Exercise instructions:
1. Render this sentence from the passage about Ms. Weil's life into Spanish: "It was there that Ms. Weil truly found her place among other artists and writers."
2. Go on with the passage about Ms. Weil's life, picking up after its final sentence.

Source extract:
======

Ms. Weil was born in 1933 to Ralph David Weil and Rose Goldman of Chicago, Illinois. Her father had been an American soldier in the First World War and had been injured by mustard gas in 1918. But he survived his injuries to return home to Chicago, and he later founded the Weil Pump Company, which became highly successful. Her mother worked at Hull House in Chicago on behalf of recent immigrants to the United States. Ms. Weil graduated from Roosevelt University and later studied at the Art Institute of Chicago, where she became passionately interested in abstract art and focused on painting. In her early years, she also formed a friendship with the architect Stanley Tigerman, who would later introduce her to Libeskind.
In 1956, she married Daniel Weinstein, and raised a family of four children. Then, in 1967, she and the family took time to explore the Mediterranean Sea by sailboat, and in doing so they happened upon the small fishing village of Puerto Andratx. It was there that Ms. Weil truly found her place among other artists and writers.
In 1968, she co-founded Galeria Pepe, a collective space for young artists. Her friend and neighbour Romain Gary attended many of the openings, and he also supported her art and invited her to Paris. Along with the Spanish author Camila Jose Cela, she would publish the catalogue Cuentos de La Alhambra, a 1989 homage to the American writer Washington Irving and his sojourn in Granada.
Ms. Weil was invited in 1976 to be an artist in residence in India with the American designer Charles Eames, and during this period she visited the Gandhi Ashram at Sabarmati where she discovered handmade Indian paper. With a base of such paper, she contrived to combine chopped mat fibreglass and resin to form sculptures. In 1977, she also shared this paper with the Spanish artist Joan Miro, and later arranged an exchange between Miro and Georgia O’Keeffe.

======

Coordinate labeling data
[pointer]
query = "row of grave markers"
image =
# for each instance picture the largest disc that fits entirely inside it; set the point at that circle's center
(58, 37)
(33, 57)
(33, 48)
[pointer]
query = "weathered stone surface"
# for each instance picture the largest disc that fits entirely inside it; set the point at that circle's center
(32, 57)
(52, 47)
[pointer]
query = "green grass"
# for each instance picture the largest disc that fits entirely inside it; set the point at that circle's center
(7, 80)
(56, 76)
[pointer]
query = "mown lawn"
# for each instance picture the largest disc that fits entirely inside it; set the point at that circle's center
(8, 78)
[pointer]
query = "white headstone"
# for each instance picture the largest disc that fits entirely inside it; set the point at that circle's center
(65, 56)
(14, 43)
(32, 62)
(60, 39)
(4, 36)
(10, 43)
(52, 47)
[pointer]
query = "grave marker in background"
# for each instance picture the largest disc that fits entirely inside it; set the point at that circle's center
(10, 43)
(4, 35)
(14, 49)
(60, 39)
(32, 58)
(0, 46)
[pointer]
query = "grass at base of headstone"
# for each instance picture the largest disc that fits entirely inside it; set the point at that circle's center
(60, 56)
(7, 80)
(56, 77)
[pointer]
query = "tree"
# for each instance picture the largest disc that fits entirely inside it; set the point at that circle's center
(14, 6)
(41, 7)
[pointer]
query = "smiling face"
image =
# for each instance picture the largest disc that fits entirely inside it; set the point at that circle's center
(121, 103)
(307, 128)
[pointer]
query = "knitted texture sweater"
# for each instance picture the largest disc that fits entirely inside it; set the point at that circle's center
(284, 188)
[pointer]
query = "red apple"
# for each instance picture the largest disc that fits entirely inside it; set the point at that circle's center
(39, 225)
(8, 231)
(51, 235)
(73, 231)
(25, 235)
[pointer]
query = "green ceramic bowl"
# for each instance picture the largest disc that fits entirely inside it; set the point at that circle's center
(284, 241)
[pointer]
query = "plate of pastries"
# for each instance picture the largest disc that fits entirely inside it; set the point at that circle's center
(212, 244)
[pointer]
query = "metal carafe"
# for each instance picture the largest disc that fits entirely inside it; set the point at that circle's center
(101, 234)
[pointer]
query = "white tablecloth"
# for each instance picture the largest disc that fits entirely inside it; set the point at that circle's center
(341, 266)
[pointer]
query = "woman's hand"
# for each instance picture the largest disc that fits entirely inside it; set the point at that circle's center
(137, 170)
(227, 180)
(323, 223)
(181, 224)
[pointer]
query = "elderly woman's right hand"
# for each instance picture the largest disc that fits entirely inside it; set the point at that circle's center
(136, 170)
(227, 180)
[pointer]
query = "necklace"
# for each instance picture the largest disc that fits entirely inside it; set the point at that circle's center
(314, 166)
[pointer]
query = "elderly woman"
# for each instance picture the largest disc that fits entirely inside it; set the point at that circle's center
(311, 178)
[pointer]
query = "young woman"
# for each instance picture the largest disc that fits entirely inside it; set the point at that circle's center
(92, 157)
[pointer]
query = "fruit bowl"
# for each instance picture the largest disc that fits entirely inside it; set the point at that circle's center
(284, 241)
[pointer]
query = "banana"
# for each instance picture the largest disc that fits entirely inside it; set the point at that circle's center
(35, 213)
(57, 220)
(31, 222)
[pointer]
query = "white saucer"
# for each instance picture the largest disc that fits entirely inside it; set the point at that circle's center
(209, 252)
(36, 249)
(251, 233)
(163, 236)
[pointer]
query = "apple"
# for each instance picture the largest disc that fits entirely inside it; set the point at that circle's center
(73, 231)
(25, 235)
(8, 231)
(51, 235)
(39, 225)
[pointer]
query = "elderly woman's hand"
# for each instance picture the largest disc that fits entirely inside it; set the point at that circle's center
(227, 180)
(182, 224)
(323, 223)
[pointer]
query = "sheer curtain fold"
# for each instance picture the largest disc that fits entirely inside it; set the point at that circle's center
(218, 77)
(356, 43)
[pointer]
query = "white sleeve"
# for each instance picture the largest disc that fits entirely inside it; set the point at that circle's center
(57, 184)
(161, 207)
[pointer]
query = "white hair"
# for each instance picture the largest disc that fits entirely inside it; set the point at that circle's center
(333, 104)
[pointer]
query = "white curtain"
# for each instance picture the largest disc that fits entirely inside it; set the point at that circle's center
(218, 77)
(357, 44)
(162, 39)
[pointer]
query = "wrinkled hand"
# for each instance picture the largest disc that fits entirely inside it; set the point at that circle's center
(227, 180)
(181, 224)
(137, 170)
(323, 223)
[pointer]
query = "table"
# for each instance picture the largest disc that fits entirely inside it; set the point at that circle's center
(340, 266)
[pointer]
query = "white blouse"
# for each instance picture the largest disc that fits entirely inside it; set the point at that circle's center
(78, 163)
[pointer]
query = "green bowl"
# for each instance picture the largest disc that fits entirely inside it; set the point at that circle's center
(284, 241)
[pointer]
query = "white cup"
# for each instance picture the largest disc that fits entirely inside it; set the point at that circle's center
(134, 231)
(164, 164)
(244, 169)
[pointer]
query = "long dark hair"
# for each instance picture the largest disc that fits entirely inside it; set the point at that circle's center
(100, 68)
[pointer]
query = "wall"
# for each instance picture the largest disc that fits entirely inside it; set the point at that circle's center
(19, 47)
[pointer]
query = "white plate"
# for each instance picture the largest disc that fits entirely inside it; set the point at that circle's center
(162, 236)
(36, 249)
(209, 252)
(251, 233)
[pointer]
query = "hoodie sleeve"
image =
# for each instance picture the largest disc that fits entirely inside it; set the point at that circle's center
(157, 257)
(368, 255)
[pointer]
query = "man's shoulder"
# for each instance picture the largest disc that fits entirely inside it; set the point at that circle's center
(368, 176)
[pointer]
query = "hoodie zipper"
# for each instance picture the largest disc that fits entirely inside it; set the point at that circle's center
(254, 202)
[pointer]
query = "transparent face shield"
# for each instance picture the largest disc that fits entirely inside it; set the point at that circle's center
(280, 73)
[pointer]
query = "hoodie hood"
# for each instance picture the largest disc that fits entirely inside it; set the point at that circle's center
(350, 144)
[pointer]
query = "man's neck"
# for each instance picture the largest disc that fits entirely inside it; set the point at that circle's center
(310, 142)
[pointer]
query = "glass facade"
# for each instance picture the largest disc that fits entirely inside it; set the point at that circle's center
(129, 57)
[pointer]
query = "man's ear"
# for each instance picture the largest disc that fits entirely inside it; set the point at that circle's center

======

Solved tasks:
1. Fue allí donde la Sra. Weil encontró verdaderamente su lugar entre otros artistas y escritores.

2.
Ms. Weil made a point of combining painting, sculpture, and architecture and converting them into unexpected forms. Her painting, which often emphasized vivid primary colors, evolved into spatial installations of sculptures. In addition to other works, she installed City of the Big Shoulders at Three Illinois Center in Chicago in 1993. In 1998, she began planning to build her studio and started to work with Libeskind.
The art critic Jonathan Glancey of The Guardian later described the resulting building as a "brave and remarkable structure and a fascinating example of creative synergy between two artists who, unknowingly, had shared something like a common approach to visual form long before Libeskind became news."
The last year of her life was quite active. She travelled to Jerusalem, and she also had a retrospective of paintings and sculptures at the Cap Vermell Centre (Cala Ratjada).
She is survived by her four children, Georgina, 60, of Barcelona, Spain; James (Jimmy) Weinstein, 58, and his wife Lilli Santon-Weinstein of Padua, Italy; Charles, 55, of Paris, France; and Jessica, 53, of Girona, Spain; and by her four grandchildren, Emilia and Dario of Girona, Chiara of Paris, and Anisha of Barcelona.
A memorial at Studio Weil will be held at a later date.